[start]

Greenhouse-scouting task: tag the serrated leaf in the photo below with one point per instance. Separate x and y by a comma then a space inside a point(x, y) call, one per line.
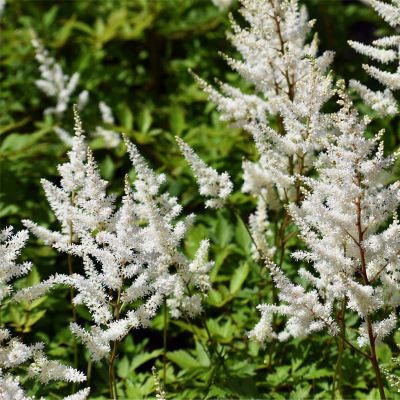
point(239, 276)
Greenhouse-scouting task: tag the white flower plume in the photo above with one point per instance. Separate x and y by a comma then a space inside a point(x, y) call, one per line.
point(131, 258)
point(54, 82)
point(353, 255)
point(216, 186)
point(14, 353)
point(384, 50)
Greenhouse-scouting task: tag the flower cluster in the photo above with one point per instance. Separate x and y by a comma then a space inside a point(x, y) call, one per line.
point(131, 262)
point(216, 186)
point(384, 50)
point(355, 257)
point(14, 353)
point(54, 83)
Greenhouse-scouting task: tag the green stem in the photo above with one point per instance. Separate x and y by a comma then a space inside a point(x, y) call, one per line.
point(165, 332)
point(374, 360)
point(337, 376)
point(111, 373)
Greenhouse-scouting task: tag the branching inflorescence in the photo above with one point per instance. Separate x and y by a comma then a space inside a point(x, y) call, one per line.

[end]
[start]

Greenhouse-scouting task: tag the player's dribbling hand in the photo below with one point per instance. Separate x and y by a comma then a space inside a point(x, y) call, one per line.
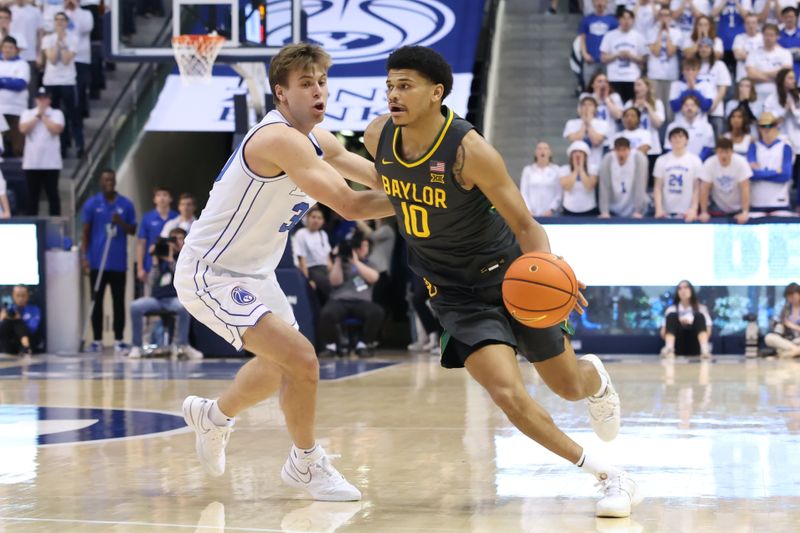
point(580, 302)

[end]

**Required work:** Could you return the data word for word, starting at the line containing "Greenhouse-scouting task: tag the serrated" and ending at the line containing "Greenhouse-scouting task: tag the branching", with both of those lines included? Leave the pictures out.

**Solution for this exercise:**
Greenhouse-scouting task: tag the serrated leaf in the photo below with one point per instance. Separate x and y by a comma then a space inside a point(x, y) call, one per line.
point(239, 276)
Greenhouse-scouting task: tag the white flower plume in the photo above with one point per instance. Separate x and y by a comma then a space inside a point(x, y) call, one per line.
point(131, 258)
point(54, 82)
point(353, 255)
point(216, 186)
point(14, 353)
point(384, 50)
Greenhouse-scouting task: tag the flower cluster in the photo above with one point per instance. Separate x and y by a comma then a space inside a point(x, y) call, one per line.
point(131, 262)
point(216, 186)
point(384, 50)
point(355, 257)
point(14, 353)
point(54, 83)
Greenhouse-scouting task: tag the green stem in the photo above with one point per instance. Separate x and y by a comma then a space inside a point(x, y) call, one per line.
point(165, 332)
point(374, 360)
point(337, 376)
point(111, 373)
Greenhouse-scouting task: tag the branching inflorescence in the photo above with one point per instance. Separate x and y by a comma then a space inside a point(x, y) call, one per line.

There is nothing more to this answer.